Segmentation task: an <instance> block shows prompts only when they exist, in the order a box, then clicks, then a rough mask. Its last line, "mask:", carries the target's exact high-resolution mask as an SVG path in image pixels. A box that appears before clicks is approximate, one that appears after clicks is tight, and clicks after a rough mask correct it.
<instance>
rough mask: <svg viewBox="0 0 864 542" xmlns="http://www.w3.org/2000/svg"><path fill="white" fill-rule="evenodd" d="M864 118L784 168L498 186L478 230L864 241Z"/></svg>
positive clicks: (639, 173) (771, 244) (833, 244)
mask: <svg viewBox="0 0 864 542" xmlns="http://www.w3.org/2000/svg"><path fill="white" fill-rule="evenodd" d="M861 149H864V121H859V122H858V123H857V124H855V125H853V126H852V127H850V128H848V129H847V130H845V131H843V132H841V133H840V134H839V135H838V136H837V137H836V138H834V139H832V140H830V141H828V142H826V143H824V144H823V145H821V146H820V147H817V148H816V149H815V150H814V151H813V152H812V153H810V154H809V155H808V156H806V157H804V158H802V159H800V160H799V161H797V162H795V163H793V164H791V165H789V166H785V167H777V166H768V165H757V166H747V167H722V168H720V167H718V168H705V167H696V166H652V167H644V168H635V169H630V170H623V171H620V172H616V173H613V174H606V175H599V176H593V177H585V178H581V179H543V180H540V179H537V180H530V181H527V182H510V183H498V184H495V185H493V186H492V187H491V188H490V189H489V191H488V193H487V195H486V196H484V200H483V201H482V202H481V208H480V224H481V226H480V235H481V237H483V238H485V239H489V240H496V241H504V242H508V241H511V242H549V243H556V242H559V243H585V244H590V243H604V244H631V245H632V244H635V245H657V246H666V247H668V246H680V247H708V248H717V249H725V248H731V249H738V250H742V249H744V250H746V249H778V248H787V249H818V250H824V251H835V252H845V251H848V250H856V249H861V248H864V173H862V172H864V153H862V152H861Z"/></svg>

Task to carry out
Rewrite the items from their first line through the line containing "positive clicks: (639, 173)", both included, changing every "rough mask" to "coarse mask" and keeping everything else the same.

Result for this exercise
Segmentation task: an <instance> block shows prompts only when they exist, in the order a box, then clicks, then a coarse mask. Its last line, "mask:", carries the target's exact high-resolution mask as an SVG path in image pixels. A box that appears before clicks is approximate, one that appears after clicks is tight, and clicks after a coarse mask correct it.
<instance>
coarse mask: <svg viewBox="0 0 864 542" xmlns="http://www.w3.org/2000/svg"><path fill="white" fill-rule="evenodd" d="M864 118L784 168L498 186L478 230L864 241Z"/></svg>
positive clicks: (639, 173) (771, 244) (833, 244)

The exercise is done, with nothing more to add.